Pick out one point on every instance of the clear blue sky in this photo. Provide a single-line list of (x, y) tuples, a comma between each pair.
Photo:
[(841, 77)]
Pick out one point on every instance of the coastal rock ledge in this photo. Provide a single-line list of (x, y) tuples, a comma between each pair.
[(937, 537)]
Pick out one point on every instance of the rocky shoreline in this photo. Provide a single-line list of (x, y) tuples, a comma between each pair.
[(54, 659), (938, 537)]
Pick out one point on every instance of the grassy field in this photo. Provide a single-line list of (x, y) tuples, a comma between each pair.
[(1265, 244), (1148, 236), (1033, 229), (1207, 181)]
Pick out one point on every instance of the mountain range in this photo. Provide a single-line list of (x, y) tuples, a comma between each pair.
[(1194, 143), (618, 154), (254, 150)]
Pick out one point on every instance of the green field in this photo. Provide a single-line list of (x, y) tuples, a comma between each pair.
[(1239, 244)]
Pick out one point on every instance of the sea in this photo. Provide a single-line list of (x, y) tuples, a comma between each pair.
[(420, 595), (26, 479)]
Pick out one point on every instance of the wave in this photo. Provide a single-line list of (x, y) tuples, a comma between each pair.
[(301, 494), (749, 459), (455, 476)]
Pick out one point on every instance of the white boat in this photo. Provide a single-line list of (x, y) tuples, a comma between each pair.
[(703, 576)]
------------------------------
--- Try it ---
Your answer should hold exactly the lines from the one containing "Pick out one point on every instance of the coastal" to the last line of the data, both included, and no others.

--- Response ---
Pick out one point on every instance of the coastal rock ledge in this photo. Provide a single-line list of (x, y) tuples, a comma between each pair.
[(937, 537)]
Pick out one point on every instance of the rocky shoreline in this photo. Provide a single-line list of (x, y) tuples, a comma between each pair.
[(54, 659), (938, 537)]
Pick out one point on every instance of the grassy field in this photo. Provide a single-line list of (x, y) tuples, a comma between each pair.
[(1265, 244), (1148, 236), (1033, 229), (1207, 181)]
Pick out one point on every instance of the mountain range in this photo. Provide a single-line list of (x, y) tuples, a comma between each pair.
[(1194, 143), (618, 154), (254, 150)]
Pick out one point on every instance of the green field in this photo. Provide a single-line list of (x, y) tuples, a comma between each pair.
[(1239, 244)]
Pick out one point on every instance of the sea in this photo. Provide a single-line list of (x, y) tuples, a comma between each pair.
[(420, 595), (26, 479)]
Pick out one point on every instance of the wave in this photo. Provide a single-line list of (x, y) tuples, a comma between each pair.
[(301, 494), (749, 459), (455, 476)]
Pick out one point on every instance of the white boat in this photo. Provide a single-line list of (x, y) tuples, a comma between each pair.
[(703, 576)]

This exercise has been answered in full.